■ To be done ■
Below is a block of data; give all of it again word for word.

■ Data for this task ■
>> start
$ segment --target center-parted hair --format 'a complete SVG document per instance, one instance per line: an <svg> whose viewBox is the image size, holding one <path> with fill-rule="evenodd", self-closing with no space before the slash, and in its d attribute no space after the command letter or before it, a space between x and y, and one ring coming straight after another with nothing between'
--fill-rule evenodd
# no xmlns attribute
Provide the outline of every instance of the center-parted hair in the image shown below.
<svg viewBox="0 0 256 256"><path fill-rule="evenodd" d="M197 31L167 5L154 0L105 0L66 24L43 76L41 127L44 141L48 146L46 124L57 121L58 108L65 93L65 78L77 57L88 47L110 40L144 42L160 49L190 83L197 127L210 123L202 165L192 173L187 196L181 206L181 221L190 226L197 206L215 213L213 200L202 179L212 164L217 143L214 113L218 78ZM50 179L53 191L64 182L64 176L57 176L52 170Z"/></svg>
>> end
■ Solution ■
$ segment --target center-parted hair --format 'a complete SVG document per instance, one instance per line: an <svg> whose viewBox is the image size, holding one <path> with fill-rule="evenodd", self-closing with no space before the slash, and in its d attribute no space after the command letter or before it, a space between x and y, and one ring coming straight after another with nothing between'
--fill-rule evenodd
# no xmlns attribute
Provide the outline of every instance of the center-parted hair in the image shown below.
<svg viewBox="0 0 256 256"><path fill-rule="evenodd" d="M197 31L167 5L154 0L105 0L66 24L43 76L41 127L44 141L48 146L46 124L57 121L58 108L65 93L65 78L77 57L88 47L110 40L144 42L160 49L190 83L197 127L210 123L202 165L192 173L187 196L181 206L181 221L190 226L197 206L215 213L213 200L202 179L212 164L217 143L214 113L218 78ZM50 179L53 191L64 182L64 176L57 176L52 170Z"/></svg>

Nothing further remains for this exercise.